__TASK INSTRUCTIONS__.
Format the rows starting at the line containing "the white gift" and ending at the line containing "x=112 y=712" as a two-column CSV with the header request,answer, giving one CSV line per row. Put each row's text and its answer in their own quoted fields, with line breaks replaced by spaces.

(Records from a collection)
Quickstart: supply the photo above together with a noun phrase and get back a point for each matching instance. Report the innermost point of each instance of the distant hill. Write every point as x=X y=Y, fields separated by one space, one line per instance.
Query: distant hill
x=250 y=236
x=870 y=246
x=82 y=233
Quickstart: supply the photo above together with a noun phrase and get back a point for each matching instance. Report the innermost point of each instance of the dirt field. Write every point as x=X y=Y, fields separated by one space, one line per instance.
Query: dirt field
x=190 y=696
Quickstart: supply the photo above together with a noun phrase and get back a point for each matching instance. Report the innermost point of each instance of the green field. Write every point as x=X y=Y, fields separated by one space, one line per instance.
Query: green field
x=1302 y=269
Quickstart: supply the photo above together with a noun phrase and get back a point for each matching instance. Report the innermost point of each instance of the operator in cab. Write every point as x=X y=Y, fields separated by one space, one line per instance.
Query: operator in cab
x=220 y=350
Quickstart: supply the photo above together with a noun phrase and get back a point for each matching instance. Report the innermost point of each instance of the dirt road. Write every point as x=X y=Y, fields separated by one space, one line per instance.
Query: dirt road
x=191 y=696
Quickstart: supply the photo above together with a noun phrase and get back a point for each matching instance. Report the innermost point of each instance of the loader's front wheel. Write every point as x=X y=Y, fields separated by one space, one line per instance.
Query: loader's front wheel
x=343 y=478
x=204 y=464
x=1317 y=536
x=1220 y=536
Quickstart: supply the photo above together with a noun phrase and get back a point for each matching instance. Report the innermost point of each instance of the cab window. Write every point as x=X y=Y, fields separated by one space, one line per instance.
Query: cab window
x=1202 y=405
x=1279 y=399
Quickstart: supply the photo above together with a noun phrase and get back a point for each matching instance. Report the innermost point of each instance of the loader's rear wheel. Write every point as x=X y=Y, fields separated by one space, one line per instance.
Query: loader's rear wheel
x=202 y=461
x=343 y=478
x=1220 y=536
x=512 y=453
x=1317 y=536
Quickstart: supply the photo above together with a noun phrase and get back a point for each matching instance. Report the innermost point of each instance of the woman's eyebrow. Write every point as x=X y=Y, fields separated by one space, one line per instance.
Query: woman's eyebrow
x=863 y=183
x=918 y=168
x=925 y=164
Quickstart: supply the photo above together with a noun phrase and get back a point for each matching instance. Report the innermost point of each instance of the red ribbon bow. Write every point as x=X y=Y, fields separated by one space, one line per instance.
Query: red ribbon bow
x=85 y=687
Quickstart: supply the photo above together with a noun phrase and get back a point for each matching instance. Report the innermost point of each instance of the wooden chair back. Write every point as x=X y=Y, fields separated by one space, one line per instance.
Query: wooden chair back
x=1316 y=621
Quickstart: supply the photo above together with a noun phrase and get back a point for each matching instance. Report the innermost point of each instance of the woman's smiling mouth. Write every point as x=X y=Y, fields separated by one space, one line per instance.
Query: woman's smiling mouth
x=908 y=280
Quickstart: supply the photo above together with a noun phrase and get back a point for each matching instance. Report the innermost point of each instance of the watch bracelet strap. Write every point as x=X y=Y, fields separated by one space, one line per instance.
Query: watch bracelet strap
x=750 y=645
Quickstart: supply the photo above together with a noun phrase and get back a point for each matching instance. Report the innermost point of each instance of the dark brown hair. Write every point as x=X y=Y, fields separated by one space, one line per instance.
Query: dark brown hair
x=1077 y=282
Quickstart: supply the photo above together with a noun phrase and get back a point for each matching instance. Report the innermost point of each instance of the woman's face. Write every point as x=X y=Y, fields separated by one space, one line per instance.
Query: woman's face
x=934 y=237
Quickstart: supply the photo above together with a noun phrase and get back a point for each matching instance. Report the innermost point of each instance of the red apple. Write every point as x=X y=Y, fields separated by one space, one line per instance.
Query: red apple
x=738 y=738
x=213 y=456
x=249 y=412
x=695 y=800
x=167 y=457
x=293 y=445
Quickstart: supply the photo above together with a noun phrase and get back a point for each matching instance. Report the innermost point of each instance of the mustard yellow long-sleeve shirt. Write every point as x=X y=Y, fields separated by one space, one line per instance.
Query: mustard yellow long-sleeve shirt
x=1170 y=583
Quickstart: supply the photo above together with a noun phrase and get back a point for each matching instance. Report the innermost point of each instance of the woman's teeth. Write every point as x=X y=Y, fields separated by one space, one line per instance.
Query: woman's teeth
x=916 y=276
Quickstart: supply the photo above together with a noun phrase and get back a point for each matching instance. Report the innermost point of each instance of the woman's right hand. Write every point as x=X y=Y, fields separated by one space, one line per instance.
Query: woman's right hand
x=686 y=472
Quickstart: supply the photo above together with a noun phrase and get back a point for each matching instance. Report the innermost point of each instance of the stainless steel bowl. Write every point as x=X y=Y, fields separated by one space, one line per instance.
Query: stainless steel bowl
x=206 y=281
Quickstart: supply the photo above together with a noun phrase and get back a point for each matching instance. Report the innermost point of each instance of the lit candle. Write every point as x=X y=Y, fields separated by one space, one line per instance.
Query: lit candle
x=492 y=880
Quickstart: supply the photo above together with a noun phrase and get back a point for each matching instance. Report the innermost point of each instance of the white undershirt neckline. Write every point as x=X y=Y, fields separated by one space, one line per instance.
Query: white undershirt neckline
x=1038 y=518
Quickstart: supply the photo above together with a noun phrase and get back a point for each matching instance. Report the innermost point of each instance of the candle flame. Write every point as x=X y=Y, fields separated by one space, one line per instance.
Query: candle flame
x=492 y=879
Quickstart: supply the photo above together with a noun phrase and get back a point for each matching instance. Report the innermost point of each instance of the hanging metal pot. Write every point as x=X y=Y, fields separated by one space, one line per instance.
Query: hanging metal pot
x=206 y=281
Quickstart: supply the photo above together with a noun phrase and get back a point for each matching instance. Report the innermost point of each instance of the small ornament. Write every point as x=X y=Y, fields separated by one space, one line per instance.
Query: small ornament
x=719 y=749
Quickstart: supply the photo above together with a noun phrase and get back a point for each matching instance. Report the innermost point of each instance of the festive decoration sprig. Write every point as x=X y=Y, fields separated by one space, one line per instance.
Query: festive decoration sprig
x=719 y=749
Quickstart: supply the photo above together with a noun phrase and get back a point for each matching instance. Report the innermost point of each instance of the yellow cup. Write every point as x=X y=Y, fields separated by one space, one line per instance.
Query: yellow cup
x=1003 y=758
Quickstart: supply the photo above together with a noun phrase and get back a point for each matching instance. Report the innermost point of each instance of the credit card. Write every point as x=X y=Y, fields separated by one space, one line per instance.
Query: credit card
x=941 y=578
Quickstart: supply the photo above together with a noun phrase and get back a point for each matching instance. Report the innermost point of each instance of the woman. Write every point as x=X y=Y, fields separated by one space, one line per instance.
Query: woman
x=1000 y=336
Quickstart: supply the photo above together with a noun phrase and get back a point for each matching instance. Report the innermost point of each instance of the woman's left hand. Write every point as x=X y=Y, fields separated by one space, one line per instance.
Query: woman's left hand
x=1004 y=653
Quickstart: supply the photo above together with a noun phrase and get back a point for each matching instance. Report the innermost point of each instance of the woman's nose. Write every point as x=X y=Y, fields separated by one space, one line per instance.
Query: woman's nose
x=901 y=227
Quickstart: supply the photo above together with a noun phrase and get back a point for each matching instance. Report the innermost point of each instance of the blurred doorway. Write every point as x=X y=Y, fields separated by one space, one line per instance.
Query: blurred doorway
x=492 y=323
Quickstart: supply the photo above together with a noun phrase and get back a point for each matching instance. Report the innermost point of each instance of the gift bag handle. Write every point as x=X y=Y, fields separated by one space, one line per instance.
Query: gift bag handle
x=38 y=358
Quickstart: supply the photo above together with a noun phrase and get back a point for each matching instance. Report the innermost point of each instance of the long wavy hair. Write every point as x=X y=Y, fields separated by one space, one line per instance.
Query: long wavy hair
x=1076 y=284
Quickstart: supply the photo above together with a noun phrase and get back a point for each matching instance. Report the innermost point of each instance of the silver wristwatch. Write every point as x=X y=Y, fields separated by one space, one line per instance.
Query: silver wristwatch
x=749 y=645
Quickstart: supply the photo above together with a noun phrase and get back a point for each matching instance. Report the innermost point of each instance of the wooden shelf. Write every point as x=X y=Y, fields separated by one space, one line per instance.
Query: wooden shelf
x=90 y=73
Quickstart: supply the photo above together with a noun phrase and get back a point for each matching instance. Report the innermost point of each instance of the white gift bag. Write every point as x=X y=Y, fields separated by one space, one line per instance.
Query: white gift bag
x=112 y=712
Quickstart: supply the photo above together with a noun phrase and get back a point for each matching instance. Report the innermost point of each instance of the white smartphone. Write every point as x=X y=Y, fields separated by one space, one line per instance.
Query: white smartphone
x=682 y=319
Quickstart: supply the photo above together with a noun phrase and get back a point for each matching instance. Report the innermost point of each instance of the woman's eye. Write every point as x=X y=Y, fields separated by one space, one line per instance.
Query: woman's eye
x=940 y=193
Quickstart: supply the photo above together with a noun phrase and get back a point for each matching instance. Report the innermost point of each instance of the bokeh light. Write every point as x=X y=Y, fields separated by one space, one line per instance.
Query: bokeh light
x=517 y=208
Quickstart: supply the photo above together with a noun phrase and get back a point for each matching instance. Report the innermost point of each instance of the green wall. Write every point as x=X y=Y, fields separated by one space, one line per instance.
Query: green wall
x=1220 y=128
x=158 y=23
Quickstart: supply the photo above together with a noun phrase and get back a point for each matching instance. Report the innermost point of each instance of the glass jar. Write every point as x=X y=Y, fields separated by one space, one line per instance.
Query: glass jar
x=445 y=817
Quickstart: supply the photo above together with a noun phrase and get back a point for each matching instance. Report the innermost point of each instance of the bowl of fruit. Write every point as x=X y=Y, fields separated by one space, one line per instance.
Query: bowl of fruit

__SOLUTION FOR THIS PROBLEM__.
request,answer
"Quickstart: supply the photo above together with a noun phrase and get back a point for each matching instance. Report the innermost point of each instance of the white gift bag. Write every point as x=X y=Y, fields separated by one space, one line per instance. Query: white gift bag","x=112 y=712"